■ **TASK DIRECTIONS**
Copy out the lines from the one holding "target: railway track" through the last line, both ends included. Leave the pictures out of your answer.

(Object position labeling lines)
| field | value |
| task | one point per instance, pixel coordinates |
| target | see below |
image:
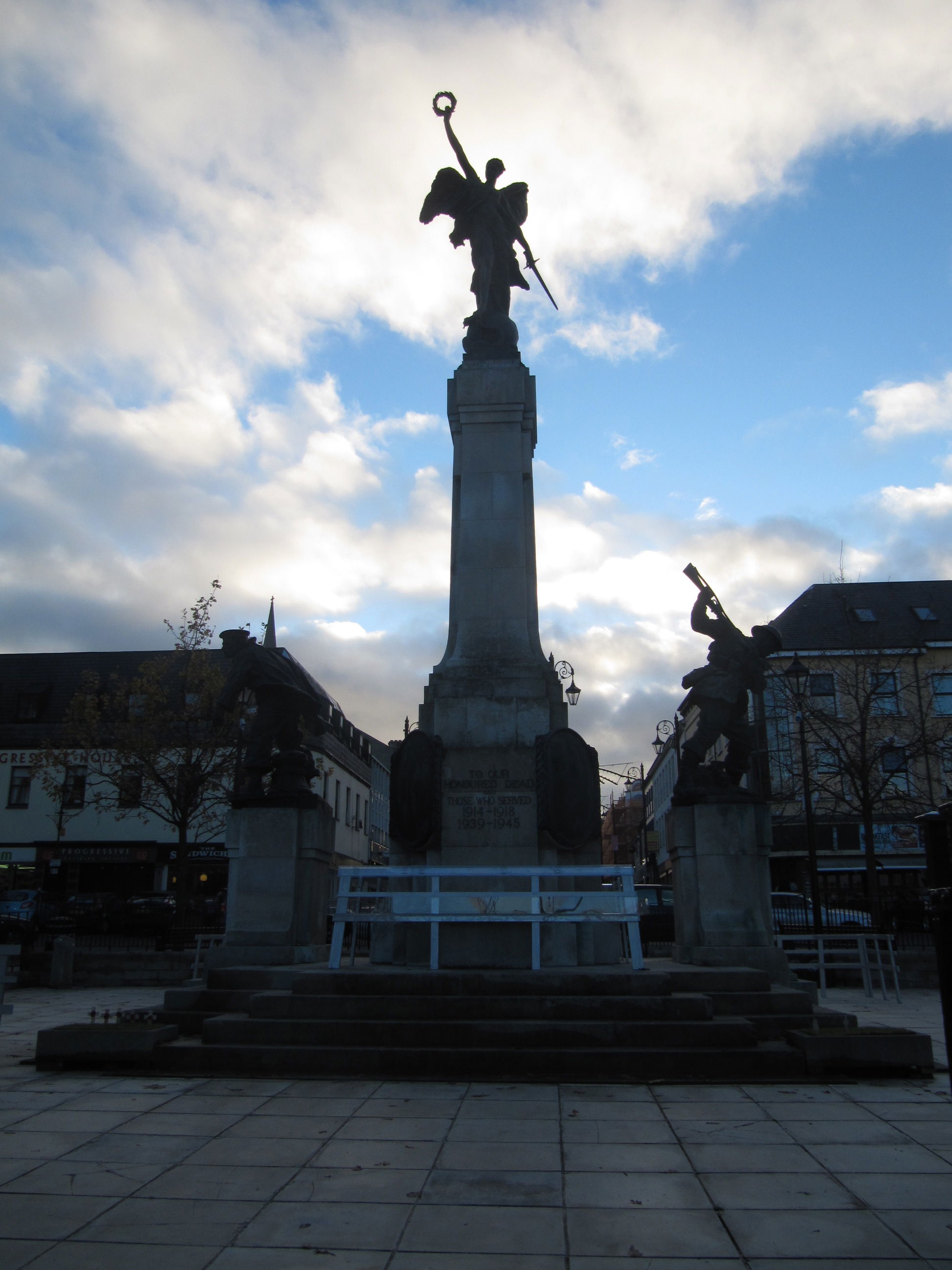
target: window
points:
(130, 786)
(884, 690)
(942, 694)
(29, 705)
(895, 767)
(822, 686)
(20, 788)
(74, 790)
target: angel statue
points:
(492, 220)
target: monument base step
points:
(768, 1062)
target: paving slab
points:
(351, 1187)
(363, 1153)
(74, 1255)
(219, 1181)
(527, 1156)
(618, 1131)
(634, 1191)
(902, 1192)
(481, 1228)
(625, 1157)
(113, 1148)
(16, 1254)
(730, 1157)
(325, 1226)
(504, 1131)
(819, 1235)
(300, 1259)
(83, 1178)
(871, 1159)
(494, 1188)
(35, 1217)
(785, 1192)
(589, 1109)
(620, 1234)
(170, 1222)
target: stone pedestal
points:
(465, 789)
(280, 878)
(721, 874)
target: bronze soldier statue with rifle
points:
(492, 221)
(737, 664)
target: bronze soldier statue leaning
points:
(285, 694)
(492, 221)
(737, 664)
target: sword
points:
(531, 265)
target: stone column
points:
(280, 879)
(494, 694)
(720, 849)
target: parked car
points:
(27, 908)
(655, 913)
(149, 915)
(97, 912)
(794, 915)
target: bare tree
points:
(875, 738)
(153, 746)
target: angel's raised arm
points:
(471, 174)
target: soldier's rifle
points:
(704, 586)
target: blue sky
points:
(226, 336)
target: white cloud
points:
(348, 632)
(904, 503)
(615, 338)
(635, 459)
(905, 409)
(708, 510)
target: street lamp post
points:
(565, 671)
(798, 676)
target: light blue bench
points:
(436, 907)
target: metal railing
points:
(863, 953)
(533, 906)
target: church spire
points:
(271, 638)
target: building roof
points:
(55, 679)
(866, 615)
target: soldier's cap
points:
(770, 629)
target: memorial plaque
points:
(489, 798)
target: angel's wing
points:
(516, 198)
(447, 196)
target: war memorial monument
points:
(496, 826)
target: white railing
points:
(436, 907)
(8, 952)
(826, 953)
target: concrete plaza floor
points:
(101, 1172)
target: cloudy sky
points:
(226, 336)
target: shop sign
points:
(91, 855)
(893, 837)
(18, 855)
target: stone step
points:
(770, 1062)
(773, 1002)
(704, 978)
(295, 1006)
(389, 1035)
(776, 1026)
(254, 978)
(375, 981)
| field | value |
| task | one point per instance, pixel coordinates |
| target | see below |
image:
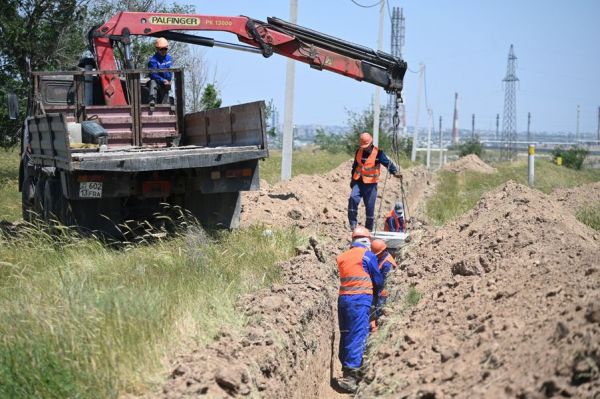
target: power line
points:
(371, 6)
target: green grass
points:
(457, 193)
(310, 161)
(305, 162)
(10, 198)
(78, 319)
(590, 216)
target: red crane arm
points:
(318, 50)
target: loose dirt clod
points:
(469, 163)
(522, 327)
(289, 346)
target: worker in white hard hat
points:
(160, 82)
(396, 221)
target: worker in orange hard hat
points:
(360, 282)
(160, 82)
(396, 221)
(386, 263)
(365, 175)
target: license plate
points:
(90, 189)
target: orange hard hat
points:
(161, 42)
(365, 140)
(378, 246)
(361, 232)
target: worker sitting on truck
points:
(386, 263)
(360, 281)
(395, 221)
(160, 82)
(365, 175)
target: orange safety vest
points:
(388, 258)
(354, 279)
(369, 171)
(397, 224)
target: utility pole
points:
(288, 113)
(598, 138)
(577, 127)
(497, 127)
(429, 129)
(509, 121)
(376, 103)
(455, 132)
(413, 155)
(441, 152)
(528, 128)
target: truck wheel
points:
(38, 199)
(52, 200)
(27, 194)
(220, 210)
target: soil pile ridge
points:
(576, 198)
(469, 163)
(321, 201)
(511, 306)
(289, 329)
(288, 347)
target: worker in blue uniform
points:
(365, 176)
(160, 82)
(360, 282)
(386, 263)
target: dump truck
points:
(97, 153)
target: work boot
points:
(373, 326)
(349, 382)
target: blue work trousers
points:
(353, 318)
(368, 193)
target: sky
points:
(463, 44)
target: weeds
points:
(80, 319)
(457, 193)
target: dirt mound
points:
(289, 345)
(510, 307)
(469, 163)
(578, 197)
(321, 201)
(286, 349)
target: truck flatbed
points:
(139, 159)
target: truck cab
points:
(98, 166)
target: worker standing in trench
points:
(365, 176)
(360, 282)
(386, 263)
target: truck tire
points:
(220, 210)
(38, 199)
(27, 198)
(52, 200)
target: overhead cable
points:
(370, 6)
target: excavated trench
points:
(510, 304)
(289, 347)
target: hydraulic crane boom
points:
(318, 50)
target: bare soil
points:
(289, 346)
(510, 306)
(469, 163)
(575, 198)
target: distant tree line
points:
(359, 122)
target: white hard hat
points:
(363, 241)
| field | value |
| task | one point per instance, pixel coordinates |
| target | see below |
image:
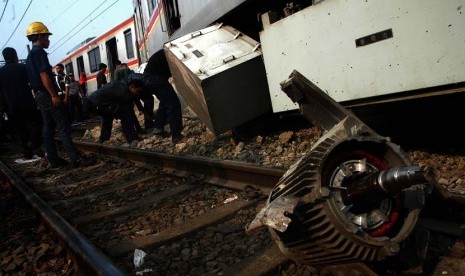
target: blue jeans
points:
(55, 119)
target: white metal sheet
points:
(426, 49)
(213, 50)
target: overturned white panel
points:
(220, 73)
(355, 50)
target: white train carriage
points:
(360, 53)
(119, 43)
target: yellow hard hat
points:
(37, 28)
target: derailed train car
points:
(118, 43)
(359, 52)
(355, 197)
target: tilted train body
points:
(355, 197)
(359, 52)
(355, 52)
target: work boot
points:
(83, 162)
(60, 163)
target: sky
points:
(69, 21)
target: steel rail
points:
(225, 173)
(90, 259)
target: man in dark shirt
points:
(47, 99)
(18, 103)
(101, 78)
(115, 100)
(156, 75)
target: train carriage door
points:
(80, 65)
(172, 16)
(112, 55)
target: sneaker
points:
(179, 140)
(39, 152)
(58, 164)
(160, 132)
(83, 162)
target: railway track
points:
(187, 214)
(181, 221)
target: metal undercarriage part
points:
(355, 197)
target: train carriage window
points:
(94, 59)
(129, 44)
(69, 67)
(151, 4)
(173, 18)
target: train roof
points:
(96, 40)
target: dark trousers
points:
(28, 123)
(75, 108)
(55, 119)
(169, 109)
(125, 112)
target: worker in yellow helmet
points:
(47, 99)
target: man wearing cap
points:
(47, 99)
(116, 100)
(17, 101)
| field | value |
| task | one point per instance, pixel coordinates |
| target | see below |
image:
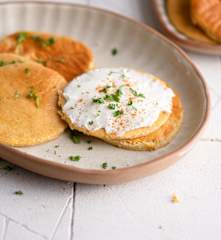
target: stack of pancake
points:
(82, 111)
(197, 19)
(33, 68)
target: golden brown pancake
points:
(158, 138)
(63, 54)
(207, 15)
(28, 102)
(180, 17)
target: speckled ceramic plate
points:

■ **EXERCISE OUTPUT**
target: railway track
points:
(187, 214)
(181, 221)
target: metal undercarriage part
points:
(355, 197)
target: train carriage window
points:
(94, 59)
(129, 44)
(69, 67)
(151, 4)
(173, 18)
target: train roof
points:
(96, 40)
target: dark trousers
points:
(28, 123)
(75, 108)
(55, 119)
(169, 109)
(125, 112)
target: worker in yellow helmet
points:
(47, 99)
target: man wearing cap
points:
(47, 99)
(116, 100)
(17, 101)
| field | value |
| task | one point per instance, pixel coordinates |
| target | see below |
image:
target: stack of pancake
points:
(82, 111)
(197, 19)
(33, 68)
target: golden brown pancake
points:
(158, 138)
(63, 54)
(207, 15)
(28, 102)
(180, 17)
target: speckled ceramic plate
points:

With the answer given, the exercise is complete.